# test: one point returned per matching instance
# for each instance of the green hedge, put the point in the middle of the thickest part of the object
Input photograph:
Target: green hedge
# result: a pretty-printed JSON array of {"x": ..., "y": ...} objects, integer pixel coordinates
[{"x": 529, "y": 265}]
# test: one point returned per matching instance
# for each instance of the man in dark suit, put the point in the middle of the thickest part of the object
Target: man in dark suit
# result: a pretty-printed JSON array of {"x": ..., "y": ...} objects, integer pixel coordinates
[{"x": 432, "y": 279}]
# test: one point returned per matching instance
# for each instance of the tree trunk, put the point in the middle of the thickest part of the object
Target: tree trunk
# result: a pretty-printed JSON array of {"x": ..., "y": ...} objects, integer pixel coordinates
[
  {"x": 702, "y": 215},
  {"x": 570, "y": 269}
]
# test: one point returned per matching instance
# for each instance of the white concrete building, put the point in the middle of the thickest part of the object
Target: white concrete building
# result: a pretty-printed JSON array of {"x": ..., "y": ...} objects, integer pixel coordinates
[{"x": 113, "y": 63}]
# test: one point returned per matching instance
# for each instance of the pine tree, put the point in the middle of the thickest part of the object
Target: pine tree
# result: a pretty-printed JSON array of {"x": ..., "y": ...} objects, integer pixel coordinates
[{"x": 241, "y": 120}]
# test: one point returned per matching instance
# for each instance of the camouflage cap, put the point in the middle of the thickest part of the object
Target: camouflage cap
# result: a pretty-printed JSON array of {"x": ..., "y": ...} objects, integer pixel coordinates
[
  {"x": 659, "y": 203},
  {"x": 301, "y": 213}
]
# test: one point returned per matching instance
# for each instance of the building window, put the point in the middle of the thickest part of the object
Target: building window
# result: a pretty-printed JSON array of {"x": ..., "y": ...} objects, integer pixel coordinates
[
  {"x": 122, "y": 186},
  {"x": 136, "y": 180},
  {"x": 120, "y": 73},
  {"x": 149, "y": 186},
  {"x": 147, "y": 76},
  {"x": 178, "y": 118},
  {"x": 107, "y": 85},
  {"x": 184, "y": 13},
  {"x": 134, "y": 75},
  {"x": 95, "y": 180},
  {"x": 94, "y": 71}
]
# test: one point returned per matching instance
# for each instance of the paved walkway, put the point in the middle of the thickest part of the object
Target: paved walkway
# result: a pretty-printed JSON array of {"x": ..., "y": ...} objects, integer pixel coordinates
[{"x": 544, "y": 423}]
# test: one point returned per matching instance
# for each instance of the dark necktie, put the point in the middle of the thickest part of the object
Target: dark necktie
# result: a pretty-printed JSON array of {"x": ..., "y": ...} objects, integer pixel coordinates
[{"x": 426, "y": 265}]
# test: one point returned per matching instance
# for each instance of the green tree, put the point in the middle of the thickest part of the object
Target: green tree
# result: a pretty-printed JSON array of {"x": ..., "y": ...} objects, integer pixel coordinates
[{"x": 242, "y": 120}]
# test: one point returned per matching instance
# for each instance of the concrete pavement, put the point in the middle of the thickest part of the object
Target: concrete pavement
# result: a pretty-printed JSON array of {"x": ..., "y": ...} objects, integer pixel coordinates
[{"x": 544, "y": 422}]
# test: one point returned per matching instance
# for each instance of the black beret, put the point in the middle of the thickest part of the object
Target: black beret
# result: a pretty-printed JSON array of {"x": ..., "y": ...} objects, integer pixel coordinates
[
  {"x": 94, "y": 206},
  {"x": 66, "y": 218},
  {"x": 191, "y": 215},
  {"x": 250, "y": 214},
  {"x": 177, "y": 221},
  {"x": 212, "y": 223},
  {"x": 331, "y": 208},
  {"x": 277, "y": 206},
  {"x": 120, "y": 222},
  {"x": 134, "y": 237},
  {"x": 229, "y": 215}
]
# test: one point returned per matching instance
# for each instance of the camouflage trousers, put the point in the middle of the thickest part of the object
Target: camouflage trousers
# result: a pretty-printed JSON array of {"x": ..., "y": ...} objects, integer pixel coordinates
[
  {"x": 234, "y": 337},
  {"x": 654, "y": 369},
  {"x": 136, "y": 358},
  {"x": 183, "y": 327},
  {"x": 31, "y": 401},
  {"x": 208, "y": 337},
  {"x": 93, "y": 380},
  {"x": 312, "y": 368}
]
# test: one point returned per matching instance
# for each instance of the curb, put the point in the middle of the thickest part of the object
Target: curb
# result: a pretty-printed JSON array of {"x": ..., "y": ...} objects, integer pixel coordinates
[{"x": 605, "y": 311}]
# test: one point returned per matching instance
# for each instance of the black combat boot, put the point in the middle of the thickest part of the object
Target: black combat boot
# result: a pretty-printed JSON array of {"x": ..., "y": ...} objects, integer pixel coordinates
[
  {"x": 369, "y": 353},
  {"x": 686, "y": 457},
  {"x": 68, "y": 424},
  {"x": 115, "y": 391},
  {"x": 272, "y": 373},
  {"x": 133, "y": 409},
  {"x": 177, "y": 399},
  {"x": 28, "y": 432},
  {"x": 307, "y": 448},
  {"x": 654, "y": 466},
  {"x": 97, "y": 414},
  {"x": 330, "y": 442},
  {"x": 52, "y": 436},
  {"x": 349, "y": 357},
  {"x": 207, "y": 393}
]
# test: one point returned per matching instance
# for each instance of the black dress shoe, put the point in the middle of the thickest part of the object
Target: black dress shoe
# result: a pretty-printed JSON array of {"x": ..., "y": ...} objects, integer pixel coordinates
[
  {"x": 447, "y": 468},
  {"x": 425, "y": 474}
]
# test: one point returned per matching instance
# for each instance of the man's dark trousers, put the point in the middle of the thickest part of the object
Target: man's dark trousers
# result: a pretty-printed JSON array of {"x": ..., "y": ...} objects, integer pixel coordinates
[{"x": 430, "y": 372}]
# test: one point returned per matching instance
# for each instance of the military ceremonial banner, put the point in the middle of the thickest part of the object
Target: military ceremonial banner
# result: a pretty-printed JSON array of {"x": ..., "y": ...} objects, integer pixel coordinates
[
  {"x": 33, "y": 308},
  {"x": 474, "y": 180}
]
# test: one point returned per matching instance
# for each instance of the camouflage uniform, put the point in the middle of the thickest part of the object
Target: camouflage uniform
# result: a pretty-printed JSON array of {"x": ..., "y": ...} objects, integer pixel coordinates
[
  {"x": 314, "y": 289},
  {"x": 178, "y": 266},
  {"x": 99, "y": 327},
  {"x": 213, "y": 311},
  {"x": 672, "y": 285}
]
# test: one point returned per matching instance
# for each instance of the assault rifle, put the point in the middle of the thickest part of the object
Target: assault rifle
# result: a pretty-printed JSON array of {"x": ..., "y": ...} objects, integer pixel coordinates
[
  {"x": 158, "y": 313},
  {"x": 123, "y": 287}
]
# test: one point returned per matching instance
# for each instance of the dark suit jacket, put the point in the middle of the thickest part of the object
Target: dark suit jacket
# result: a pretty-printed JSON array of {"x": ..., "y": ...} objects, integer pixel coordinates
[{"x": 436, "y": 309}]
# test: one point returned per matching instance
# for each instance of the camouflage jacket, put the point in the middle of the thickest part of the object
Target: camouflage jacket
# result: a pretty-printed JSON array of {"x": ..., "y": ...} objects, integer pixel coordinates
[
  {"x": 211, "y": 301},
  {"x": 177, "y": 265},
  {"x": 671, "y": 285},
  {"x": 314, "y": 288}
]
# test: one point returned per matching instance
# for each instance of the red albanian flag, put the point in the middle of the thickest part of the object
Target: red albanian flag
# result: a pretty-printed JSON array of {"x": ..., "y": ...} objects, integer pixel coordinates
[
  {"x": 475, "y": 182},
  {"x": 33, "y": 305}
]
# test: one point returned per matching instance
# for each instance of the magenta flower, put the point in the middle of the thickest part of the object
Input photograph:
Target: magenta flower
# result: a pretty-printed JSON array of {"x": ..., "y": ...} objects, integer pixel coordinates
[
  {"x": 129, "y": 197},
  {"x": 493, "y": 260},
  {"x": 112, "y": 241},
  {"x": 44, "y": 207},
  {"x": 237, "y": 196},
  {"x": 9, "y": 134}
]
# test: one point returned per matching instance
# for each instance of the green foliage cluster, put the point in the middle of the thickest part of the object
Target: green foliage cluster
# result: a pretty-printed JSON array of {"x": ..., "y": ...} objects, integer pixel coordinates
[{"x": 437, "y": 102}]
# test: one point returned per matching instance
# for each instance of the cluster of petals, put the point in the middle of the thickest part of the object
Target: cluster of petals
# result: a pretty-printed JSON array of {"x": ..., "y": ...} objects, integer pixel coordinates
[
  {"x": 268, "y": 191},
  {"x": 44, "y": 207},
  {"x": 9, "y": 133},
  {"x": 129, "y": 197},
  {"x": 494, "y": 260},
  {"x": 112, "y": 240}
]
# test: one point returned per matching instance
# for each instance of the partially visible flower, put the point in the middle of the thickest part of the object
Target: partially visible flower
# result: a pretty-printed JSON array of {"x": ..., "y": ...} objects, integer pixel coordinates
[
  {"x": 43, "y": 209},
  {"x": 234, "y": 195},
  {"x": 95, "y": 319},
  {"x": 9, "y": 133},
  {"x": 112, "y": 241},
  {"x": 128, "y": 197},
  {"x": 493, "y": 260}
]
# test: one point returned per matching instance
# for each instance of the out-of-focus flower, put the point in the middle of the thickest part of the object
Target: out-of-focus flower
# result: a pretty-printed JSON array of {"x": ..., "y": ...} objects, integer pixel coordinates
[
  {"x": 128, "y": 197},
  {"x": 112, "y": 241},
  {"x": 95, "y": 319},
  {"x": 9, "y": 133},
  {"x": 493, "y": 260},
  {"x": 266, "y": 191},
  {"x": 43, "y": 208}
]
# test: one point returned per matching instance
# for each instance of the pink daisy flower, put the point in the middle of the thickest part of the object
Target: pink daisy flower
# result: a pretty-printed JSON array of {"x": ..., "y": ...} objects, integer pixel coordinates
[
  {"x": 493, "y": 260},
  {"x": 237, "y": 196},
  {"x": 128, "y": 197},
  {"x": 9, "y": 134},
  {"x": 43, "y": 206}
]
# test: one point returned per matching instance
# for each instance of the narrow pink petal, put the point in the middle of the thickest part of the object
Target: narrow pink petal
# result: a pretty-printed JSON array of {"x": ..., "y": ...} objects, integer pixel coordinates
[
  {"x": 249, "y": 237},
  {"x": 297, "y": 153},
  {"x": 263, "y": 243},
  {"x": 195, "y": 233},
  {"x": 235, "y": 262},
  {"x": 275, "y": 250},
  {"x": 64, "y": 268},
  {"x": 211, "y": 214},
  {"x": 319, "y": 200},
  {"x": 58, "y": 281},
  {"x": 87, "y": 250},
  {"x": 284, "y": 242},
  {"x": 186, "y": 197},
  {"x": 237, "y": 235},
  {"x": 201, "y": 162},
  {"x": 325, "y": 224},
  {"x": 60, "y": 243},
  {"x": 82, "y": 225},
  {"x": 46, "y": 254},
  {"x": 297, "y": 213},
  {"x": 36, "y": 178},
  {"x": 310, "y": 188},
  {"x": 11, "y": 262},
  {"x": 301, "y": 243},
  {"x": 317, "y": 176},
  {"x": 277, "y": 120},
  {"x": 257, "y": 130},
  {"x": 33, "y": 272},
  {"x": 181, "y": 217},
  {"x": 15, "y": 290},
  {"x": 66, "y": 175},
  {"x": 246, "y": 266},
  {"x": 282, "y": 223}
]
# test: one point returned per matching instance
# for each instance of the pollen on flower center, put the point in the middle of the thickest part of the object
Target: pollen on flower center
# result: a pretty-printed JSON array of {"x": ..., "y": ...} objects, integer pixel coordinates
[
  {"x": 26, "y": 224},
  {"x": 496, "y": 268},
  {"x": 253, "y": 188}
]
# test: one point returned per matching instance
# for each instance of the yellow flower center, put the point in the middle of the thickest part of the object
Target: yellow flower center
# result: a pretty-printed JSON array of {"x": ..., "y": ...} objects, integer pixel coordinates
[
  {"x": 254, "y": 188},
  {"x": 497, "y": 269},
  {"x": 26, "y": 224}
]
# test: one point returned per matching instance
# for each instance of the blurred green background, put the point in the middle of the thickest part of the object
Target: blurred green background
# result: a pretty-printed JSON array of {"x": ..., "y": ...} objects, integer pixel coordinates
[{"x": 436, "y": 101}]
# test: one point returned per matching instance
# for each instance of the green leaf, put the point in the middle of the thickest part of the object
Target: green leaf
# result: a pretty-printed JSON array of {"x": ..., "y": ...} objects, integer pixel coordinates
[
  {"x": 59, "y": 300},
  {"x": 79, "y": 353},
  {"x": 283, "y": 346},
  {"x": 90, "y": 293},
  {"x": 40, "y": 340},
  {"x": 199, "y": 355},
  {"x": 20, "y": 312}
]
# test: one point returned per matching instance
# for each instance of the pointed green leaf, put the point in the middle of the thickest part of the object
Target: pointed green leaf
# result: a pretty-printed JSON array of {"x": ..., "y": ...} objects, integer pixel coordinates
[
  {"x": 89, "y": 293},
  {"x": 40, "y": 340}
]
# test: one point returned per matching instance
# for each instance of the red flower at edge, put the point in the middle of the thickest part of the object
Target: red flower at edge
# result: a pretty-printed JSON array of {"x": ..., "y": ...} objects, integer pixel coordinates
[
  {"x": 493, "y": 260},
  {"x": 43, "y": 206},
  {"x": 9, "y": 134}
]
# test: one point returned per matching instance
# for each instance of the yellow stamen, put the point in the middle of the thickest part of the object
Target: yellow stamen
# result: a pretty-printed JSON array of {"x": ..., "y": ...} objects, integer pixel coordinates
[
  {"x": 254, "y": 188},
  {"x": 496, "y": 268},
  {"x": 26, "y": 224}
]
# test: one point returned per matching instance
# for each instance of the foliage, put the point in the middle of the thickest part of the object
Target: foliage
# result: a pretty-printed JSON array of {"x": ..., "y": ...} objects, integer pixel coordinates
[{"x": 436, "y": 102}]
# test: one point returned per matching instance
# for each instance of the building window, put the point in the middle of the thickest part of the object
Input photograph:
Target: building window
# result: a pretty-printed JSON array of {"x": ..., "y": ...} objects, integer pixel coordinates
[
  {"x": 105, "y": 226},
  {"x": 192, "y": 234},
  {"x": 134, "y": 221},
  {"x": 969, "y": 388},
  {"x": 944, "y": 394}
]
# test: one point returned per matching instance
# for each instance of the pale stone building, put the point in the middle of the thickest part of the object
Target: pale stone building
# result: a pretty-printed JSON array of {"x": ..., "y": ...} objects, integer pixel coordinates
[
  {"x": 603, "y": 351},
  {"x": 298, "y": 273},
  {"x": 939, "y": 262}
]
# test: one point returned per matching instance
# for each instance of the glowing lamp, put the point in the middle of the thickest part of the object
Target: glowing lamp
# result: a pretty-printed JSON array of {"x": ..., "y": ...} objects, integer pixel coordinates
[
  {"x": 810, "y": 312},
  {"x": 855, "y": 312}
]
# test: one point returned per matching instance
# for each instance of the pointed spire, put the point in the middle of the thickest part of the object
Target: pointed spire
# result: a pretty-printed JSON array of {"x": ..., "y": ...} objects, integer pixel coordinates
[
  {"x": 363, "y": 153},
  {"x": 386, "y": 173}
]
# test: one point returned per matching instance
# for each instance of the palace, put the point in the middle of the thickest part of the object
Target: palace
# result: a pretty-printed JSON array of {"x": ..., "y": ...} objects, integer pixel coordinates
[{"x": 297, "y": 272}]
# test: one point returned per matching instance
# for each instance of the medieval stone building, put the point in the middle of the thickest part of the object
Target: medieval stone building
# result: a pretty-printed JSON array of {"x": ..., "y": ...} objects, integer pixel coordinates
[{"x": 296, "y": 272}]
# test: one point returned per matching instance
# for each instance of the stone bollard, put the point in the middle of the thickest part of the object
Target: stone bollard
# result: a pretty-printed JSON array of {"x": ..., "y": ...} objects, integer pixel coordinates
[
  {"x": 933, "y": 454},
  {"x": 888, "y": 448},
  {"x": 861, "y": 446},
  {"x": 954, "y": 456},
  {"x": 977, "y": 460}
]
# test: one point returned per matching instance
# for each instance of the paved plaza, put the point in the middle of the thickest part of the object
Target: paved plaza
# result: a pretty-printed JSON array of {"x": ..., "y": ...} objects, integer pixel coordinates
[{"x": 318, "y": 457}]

• • • • • • •

Найдите в позициях выше все строки со словом «ceremonial» и перепишите их.

# for each instance of the military ceremonial banner, put the point in the middle of the thickest part of the object
Target: military ceremonial banner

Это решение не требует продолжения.